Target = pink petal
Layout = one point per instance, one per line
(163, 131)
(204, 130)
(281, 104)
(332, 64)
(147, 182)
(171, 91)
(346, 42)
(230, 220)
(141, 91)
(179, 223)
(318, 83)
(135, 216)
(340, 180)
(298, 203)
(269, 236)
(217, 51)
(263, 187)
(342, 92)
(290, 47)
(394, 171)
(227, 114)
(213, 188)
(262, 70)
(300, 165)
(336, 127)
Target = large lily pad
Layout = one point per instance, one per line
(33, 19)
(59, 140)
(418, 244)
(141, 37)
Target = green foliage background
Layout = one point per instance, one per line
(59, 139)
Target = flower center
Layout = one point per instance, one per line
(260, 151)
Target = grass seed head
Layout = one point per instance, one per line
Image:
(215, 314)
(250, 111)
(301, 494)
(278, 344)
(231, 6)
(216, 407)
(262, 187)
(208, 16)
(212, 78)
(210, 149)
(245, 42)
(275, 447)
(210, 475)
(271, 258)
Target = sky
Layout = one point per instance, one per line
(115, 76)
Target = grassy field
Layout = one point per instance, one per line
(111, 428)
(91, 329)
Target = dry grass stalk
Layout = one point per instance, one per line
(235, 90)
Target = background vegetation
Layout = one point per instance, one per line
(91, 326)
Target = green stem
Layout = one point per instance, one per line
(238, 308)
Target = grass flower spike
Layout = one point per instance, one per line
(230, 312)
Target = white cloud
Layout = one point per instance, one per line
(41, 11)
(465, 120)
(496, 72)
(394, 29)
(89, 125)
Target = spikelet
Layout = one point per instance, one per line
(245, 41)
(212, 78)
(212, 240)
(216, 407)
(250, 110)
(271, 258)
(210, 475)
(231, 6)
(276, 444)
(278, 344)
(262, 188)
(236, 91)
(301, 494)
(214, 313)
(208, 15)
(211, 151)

#### What is required
Write out the listing's lines exactly, from its first line through the line that contains "Target = green foliage background", and stop there.

#### Your solution
Target = pink petal
Layout = one point per instance, one per line
(163, 131)
(204, 130)
(281, 104)
(332, 64)
(147, 182)
(171, 91)
(346, 42)
(230, 220)
(141, 91)
(179, 223)
(318, 83)
(135, 216)
(340, 180)
(298, 203)
(269, 236)
(217, 51)
(263, 187)
(342, 92)
(290, 47)
(394, 171)
(227, 114)
(213, 188)
(262, 70)
(300, 165)
(336, 127)
Target = large lily pad
Layout = one point per instance, one per line
(33, 19)
(59, 140)
(418, 244)
(141, 37)
Target = green foliage background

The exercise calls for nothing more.